— Written exercise —
Please retype all of the records below word for word, leaving the pictures out.

○ ○ ○

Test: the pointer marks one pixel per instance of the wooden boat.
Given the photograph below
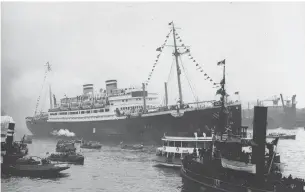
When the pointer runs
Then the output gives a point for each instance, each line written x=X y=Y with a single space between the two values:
x=90 y=145
x=27 y=139
x=238 y=166
x=280 y=135
x=132 y=147
x=69 y=157
x=174 y=149
x=32 y=167
x=65 y=146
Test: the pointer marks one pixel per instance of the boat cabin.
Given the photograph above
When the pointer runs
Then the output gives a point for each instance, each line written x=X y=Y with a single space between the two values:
x=178 y=147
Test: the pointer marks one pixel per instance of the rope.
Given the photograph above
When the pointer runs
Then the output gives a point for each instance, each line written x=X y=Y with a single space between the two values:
x=157 y=59
x=44 y=79
x=192 y=58
x=169 y=75
x=188 y=80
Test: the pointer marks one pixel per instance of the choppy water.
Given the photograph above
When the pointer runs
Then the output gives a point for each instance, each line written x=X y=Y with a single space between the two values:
x=114 y=170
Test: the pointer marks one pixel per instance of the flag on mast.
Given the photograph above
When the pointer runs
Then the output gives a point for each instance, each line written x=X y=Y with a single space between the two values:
x=223 y=62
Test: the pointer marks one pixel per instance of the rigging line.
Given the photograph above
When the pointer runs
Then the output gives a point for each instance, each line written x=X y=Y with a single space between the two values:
x=38 y=100
x=200 y=65
x=187 y=79
x=169 y=75
x=158 y=57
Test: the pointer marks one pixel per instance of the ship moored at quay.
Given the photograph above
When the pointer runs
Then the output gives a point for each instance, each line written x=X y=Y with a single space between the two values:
x=131 y=115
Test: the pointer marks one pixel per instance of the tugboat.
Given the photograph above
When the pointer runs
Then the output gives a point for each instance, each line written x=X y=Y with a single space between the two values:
x=65 y=146
x=280 y=135
x=27 y=139
x=90 y=145
x=228 y=168
x=69 y=157
x=138 y=147
x=32 y=167
x=174 y=149
x=14 y=162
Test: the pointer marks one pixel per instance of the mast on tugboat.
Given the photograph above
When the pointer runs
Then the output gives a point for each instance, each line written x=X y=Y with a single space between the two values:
x=223 y=93
x=48 y=69
x=176 y=54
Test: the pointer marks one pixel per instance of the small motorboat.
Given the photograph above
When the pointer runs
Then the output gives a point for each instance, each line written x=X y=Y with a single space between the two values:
x=132 y=147
x=90 y=145
x=31 y=167
x=27 y=139
x=69 y=157
x=280 y=135
x=65 y=146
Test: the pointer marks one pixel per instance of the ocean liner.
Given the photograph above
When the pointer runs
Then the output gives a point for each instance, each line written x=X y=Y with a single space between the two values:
x=131 y=115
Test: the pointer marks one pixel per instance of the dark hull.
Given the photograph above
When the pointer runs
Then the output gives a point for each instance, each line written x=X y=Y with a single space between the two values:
x=10 y=170
x=212 y=184
x=147 y=130
x=68 y=160
x=282 y=137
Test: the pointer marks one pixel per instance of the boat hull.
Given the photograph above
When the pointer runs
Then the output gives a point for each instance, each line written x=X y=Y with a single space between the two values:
x=32 y=170
x=213 y=184
x=147 y=129
x=162 y=161
x=238 y=166
x=281 y=137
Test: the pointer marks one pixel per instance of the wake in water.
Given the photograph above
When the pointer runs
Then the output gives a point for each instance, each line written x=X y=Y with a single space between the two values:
x=63 y=132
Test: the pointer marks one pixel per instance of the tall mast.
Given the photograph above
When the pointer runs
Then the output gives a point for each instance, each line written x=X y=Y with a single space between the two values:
x=50 y=90
x=222 y=114
x=176 y=53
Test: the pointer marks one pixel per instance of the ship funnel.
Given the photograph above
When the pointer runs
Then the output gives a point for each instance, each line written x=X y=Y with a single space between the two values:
x=111 y=85
x=87 y=88
x=259 y=137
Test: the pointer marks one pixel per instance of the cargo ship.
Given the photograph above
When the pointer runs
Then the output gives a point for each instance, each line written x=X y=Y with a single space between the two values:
x=131 y=115
x=282 y=113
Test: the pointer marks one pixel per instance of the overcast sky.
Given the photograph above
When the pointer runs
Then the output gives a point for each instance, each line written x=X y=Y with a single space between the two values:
x=263 y=44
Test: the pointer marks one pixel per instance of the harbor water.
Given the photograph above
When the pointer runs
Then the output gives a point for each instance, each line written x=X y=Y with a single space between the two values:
x=112 y=169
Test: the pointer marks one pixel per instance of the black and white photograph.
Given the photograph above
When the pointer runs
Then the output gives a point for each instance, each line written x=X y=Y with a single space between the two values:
x=152 y=96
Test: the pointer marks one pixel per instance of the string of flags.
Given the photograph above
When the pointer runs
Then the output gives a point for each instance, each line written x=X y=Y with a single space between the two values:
x=159 y=49
x=199 y=67
x=44 y=79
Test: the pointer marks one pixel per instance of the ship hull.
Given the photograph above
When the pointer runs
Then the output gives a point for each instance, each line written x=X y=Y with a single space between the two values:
x=148 y=129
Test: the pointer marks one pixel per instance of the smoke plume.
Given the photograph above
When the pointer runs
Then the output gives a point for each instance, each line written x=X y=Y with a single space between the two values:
x=63 y=132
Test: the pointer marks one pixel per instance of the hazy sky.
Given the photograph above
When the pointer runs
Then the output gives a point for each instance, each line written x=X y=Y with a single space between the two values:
x=263 y=44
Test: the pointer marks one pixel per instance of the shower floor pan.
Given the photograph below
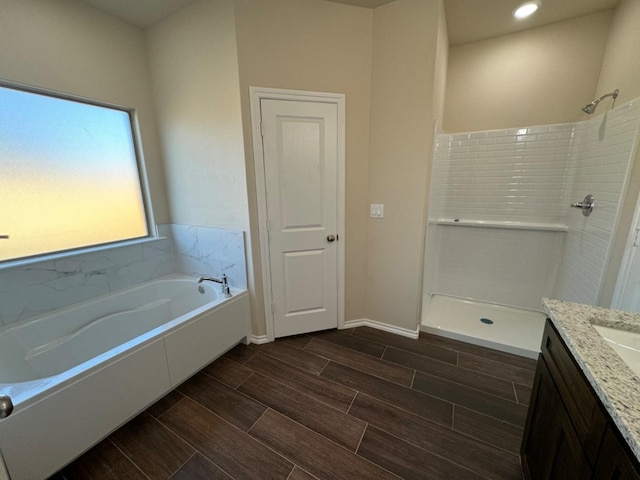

○ ○ ○

— Task answer —
Test: the pointer marks one pixel per instance of the wooden boat.
Given the photograph below
When the pointer runs
Then the output gives a point for each instance, each line written x=X y=Y with a single space between the two values:
x=90 y=145
x=27 y=139
x=238 y=166
x=280 y=135
x=132 y=147
x=69 y=157
x=174 y=149
x=32 y=167
x=65 y=146
Test: the pointer marks one pixel per instance of the boat cabin.
Given the photograph above
When the pointer runs
Then the output gives a point for each instance, each line written x=X y=Y with a single space between the two values:
x=178 y=147
Test: the pointer marks one pixel per instance of the rope.
Given the photograph above
When the pointer runs
Then the output gives a point for each instance, each line written x=X y=Y with a single space between the two values:
x=157 y=59
x=44 y=79
x=192 y=58
x=169 y=75
x=188 y=80
Test: the pointer marks one pixel per instance of the choppy water.
Given the photograph above
When the pointer runs
Then the output gives a point for each instance, each line written x=X y=Y with a single space between the two values:
x=114 y=170
Test: the pointer marks one pixel per instance of the flag on mast.
Given the photograph above
When the pointer runs
Then the output gives a point for each instance, each line written x=X y=Y with a single space between the two values:
x=223 y=62
Test: the pointer marks one pixel per instance of the rigging line.
Given the photograph above
When the pointer runs
Then the output gives a point for each instance, each line written x=X y=Y with a single space between the two values:
x=38 y=100
x=200 y=65
x=187 y=79
x=169 y=75
x=158 y=57
Test: the pointer marks one pixel per instance of the ship moored at quay.
Given the photograph above
When the pointer runs
Then the output gives a point for each instance, each line written x=X y=Y with a single space between the two values:
x=131 y=115
Test: the pointer marks one pixel per instance of the tugboat.
Given the photograph above
When the pointer runs
Then the output gives a point for each instance, each line written x=X y=Y with a single space between the two values:
x=65 y=146
x=280 y=135
x=27 y=139
x=90 y=145
x=228 y=168
x=69 y=157
x=138 y=147
x=32 y=167
x=174 y=149
x=14 y=162
Test: the pointer marks one pixel per instance of the mast on tugboat.
Given the photograph above
When the pointer runs
Then the output gives a point for each instance, each line written x=X y=Y with a single space between the two values:
x=223 y=93
x=48 y=69
x=176 y=54
Test: the pointer marks one pixel per instance of the small motorboat.
Given the photograph above
When the pointer runs
Then the output gives a point for each instance, each line written x=X y=Y with a single space between the two values:
x=132 y=147
x=90 y=145
x=31 y=167
x=27 y=139
x=69 y=157
x=280 y=135
x=65 y=146
Test: the pointer marks one pixel per instance of the ocean liner.
Given the photograph above
When the pointer runs
Then the output gives a point for each instance, each line written x=X y=Y with a single space between the two values:
x=131 y=115
Test: the pointer marks one pixel per instance of the dark hull.
Given the photograph above
When the pointer runs
Then the output gives a point for each instance, each line written x=X y=Y with a single space between the two values:
x=10 y=170
x=212 y=184
x=147 y=130
x=68 y=160
x=282 y=137
Test: the pointer marks one pixel per instance of the boat hull.
Given the photograph above
When the pointer runs
Then the output gives a point for each instance, each line written x=X y=Y with a single space between the two values:
x=32 y=170
x=213 y=184
x=147 y=129
x=162 y=161
x=238 y=166
x=281 y=137
Test: the pointer marks one pixel per instance of the wake in water.
Given the photograph above
When the pointer runs
Then the output gives a point for each instance, each line written x=X y=Y with a single space between the two values:
x=63 y=132
Test: the pointer marks one pixel per instance of the tall mast.
Given the photograph above
When the pointer runs
Then the output gives a point for each instance, each line written x=X y=Y with a single space between the two values:
x=50 y=90
x=222 y=114
x=176 y=53
Test: the pointer marks one pixel per instance of the ship funnel.
Given the photograph above
When the pointer runs
Then the output gives a point for each instance, each line written x=X y=Y with a single space between the two values:
x=111 y=85
x=87 y=88
x=259 y=137
Test: the pointer marks one pixel per instance of the cargo ship.
Given the photograph above
When the pointer runs
Then the output gives a point for each instance, each line written x=X y=Y with a single space between the two values:
x=131 y=115
x=282 y=113
Test: the pointer marks one pixel per instance of the overcast sky.
Given the photograph above
When the pointer runs
Then the output gives a point for each instance, each line written x=X y=Y with a single space between the two values:
x=263 y=44
Test: the pointer marks one pixel per instance of the harbor water.
Given the photograph above
When the pointer runs
Then the output gives a point for each instance, each line written x=X y=Y with a single space between the two values:
x=112 y=169
Test: the pointer marks one pixel per instance of the black and white photograph.
Given the photograph above
When the pointer runs
Then the output gives a point for each instance, each line written x=X y=Y with a single space between the two values:
x=152 y=96
Test: the pointer marks one pixel per instance of the string of flags.
Given the photograph above
When the pointer runs
Then the output gives a point for each instance, each line written x=X y=Y with a single space between the two values:
x=159 y=49
x=199 y=67
x=44 y=79
Test: the pointer marks one pixel per instance of the ship hull.
Given the photograph above
When the pointer runs
Then the output gives a point for each instance, each line written x=X y=Y with a single space between the two values:
x=148 y=129
Test: the pointer marks one pixel per instance of the smoke plume.
Given the photograph above
When the pointer runs
Then the output gives a point for each instance, each line written x=X y=Y with a single space between the two values:
x=63 y=132
Test: the pointer marks one pixel per instance of the hazy sky.
Given the photograph above
When the pointer runs
Then the output gives a point for each instance, each line written x=X y=Y with a single space between the two values:
x=263 y=44
Test: the pointer marks one pixel per instance of the shower floor pan.
Given the photograph below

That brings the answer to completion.